---------- TEXTO FORNECIDO ----------
Logo após ser alvo de operação deflagrada pela Polícia Federal (PF) e que resultou em buscas e apreensões em endereços de diversos aliados e na apreensão de seu passaporte, o ex-presidente da República Jair Bolsonaro (PL) convocou um grande ato, na avenida Paulista, para 25/2 (domingo). Suas afirmações, públicas e disseminadas via redes sociais e aplicativos de mensagens, dão conta de que será apenas um evento em defesa ao político e em defesa do Brasil.
Mas a verdade é que, fica difícil defender Bolsonaro sem criticar a decisão que desencadeou a operação e os próprios atos da PF. Embora seja livre o direito de reunião e de manifestação de pensamento no Brasil, eles encontram limites bem delineados pela Constituição Federal, que protege o regime democrático, os poderes da República e seus representantes. Já o sagrado direito de defesa comumente é exercido no processo judicial – no qual o ex-presidente da República não acredita, segundo suas insinuações e opiniões.
----------
→ AÇÕES A REALIZAR
a) Traduza para o inglês esta frase do texto fornecido: "Embora seja livre o direito de reunião e de manifestação de pensamento no Brasil, eles encontram limites bem delineados pela Constituição Federal, que protege o regime democrático, os poderes da República e seus representantes."
b) Transcreva o trecho do texto fornecido entre "Mas a verdade" e "insinuações e opiniões.", inclusive.
---------- TRECHO DA FONTE ----------
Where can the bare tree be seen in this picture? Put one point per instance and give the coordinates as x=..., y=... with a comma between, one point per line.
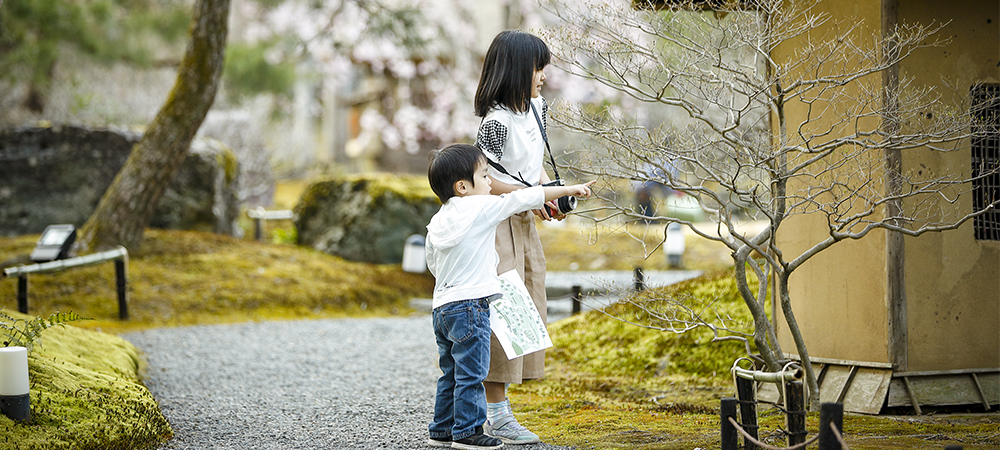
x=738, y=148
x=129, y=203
----------
→ RESPOSTAS ÀS TAREFAS
a) Although the rights of assembly and of expression of thought are free in Brazil, they meet limits clearly drawn by the Federal Constitution, which protects the democratic system, the branches of the Republic and their representatives.

b)
Mas a verdade é que, fica difícil defender Bolsonaro sem criticar a decisão que desencadeou a operação e os próprios atos da PF. Embora seja livre o direito de reunião e de manifestação de pensamento no Brasil, eles encontram limites bem delineados pela Constituição Federal, que protege o regime democrático, os poderes da República e seus representantes. Já o sagrado direito de defesa comumente é exercido no processo judicial – no qual o ex-presidente da República não acredita, segundo suas insinuações e opiniões.